───── Extracted records ─────

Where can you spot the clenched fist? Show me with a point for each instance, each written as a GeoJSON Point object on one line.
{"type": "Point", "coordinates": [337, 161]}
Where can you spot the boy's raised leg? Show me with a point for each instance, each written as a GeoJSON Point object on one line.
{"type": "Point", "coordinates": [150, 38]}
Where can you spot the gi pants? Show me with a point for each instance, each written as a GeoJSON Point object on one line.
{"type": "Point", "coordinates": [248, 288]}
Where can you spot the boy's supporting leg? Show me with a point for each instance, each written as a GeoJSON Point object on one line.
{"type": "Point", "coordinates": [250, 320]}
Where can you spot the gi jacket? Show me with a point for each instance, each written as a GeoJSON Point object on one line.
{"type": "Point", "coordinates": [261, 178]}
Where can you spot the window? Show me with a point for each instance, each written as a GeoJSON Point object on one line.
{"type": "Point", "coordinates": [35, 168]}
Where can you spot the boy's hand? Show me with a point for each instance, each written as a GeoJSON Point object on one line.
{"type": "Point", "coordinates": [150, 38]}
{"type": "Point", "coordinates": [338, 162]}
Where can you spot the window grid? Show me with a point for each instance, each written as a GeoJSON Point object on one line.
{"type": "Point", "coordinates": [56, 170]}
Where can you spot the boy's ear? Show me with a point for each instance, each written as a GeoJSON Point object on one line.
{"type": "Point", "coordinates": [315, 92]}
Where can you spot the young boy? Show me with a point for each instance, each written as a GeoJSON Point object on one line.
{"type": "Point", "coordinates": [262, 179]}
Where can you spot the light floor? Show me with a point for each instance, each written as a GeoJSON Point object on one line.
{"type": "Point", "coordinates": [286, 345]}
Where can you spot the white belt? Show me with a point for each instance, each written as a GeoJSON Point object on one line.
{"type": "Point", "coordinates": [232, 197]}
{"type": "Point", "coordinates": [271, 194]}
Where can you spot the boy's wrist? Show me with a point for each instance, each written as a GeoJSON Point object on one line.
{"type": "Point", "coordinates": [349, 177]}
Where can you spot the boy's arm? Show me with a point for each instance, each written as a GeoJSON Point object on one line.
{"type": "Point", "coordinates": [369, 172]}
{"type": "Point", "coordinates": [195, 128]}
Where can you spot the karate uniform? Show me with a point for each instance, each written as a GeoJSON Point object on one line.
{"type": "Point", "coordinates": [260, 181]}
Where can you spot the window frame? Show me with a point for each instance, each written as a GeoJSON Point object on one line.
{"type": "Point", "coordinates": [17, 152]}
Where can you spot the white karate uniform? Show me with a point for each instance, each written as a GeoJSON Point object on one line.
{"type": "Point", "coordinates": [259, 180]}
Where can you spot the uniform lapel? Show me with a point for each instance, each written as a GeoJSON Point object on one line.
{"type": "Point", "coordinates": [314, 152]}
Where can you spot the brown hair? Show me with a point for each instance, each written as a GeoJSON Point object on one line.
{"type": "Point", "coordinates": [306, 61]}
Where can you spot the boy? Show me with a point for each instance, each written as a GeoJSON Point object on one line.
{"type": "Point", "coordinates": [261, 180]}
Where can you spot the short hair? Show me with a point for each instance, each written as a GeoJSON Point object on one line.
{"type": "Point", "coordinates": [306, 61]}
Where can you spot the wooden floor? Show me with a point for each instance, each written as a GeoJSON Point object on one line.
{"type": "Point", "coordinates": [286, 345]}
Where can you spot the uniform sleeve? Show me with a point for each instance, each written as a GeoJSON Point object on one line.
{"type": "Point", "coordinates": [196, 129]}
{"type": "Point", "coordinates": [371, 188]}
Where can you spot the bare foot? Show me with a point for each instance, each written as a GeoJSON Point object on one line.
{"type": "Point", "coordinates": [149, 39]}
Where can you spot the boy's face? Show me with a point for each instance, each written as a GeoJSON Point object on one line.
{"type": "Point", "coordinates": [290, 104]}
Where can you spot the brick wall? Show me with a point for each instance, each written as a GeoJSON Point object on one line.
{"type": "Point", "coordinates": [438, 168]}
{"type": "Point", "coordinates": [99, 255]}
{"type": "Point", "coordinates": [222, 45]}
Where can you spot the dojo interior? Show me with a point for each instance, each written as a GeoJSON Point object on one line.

─────

Copy the data above exactly. Every line must be included.

* Reply to the task *
Where can you spot the clenched fist? Show me with a point for each instance, each written as a GeoJSON Point object on one line.
{"type": "Point", "coordinates": [337, 161]}
Where can you spot the boy's raised leg? Show me with a point for each instance, each written as a GeoJSON Point object on one line.
{"type": "Point", "coordinates": [150, 38]}
Where can you spot the gi pants? Show me with a point for each instance, each written as a GeoJSON Point object on one line.
{"type": "Point", "coordinates": [248, 288]}
Where can you spot the boy's supporting leg? Show me with a point for each instance, each written as a GeoJSON Point object on one line.
{"type": "Point", "coordinates": [250, 320]}
Where can you spot the gi jacket? Show me with a point for each instance, each written as a GeoJSON Point object on one line.
{"type": "Point", "coordinates": [261, 178]}
Where can you spot the window? Show me with a point for each instance, each written as a GeoJSON Point object on one line.
{"type": "Point", "coordinates": [35, 168]}
Where can you spot the boy's hand? Show me with a point for each instance, each written as a GeoJSON Point object on one line.
{"type": "Point", "coordinates": [150, 38]}
{"type": "Point", "coordinates": [338, 162]}
Where can you spot the window grid? Show me with a point for each instance, each written as a GeoJSON Point object on one line.
{"type": "Point", "coordinates": [56, 170]}
Where can you spot the boy's ear? Show me with a point for each instance, each written as a GeoJSON Point object on one line.
{"type": "Point", "coordinates": [315, 92]}
Where can you spot the young boy? Show me with a point for each instance, each written as a GeoJSON Point object on one line.
{"type": "Point", "coordinates": [262, 179]}
Where can you spot the light floor? Show me with a point for each instance, each written as a GeoJSON Point object on one line.
{"type": "Point", "coordinates": [286, 345]}
Where can you spot the white belt? Show me with a point for each instance, each written as a GeoJSON Point object on one line.
{"type": "Point", "coordinates": [232, 197]}
{"type": "Point", "coordinates": [271, 194]}
Where can you spot the boy's wrist? Show me with a point for each instance, each written as a GeoJSON Point object on one line.
{"type": "Point", "coordinates": [349, 177]}
Where can you spot the boy's arm? Show me with a point for each instance, each written as a GeoJSON Point object on one line.
{"type": "Point", "coordinates": [369, 172]}
{"type": "Point", "coordinates": [195, 128]}
Where can you spot the karate uniform? Show me with a point for each instance, each written as a GeoJSON Point object on one line.
{"type": "Point", "coordinates": [260, 181]}
Where can you spot the window frame? Show me with a point for each instance, each written as a GeoJSON Point object on one line.
{"type": "Point", "coordinates": [17, 152]}
Where can you spot the white karate uniform? Show me with a point for each instance, each written as a GeoJSON Point object on one line.
{"type": "Point", "coordinates": [259, 180]}
Where can you spot the uniform lapel? Show me with a point for each instance, each written as a GeoJSON Point object on one line.
{"type": "Point", "coordinates": [314, 152]}
Where can you spot the brown hair? Show me with a point for each instance, each written as a GeoJSON Point object on one line.
{"type": "Point", "coordinates": [306, 61]}
Where can you spot the boy? Show me with a point for each instance, each written as a GeoJSON Point object on one line.
{"type": "Point", "coordinates": [261, 180]}
Where can you spot the short hair? Show me with a point for each instance, each written as a GeoJSON Point object on one line.
{"type": "Point", "coordinates": [306, 61]}
Where can you spot the wooden floor? Show me with a point for each instance, each written as a GeoJSON Point object on one line.
{"type": "Point", "coordinates": [286, 345]}
Where can you spot the uniform sleeve? Show me with a point for each instance, each written as a GeoJSON Point object on one line.
{"type": "Point", "coordinates": [196, 129]}
{"type": "Point", "coordinates": [371, 188]}
Where can you spot the bare foot? Show me with a point for each instance, each written as a GeoJSON Point object on one line.
{"type": "Point", "coordinates": [149, 39]}
Where can you spot the boy's face? Show me with a point for each instance, each written as a GeoJSON Point object on one line.
{"type": "Point", "coordinates": [290, 104]}
Where can you spot the brick wall? Show me with a point for each instance, each written as a GeoJSON Point object on one line.
{"type": "Point", "coordinates": [438, 168]}
{"type": "Point", "coordinates": [99, 255]}
{"type": "Point", "coordinates": [222, 45]}
Where can you spot the dojo interior? Show me with a point for each instance, each written as a GeoJSON Point object on one line.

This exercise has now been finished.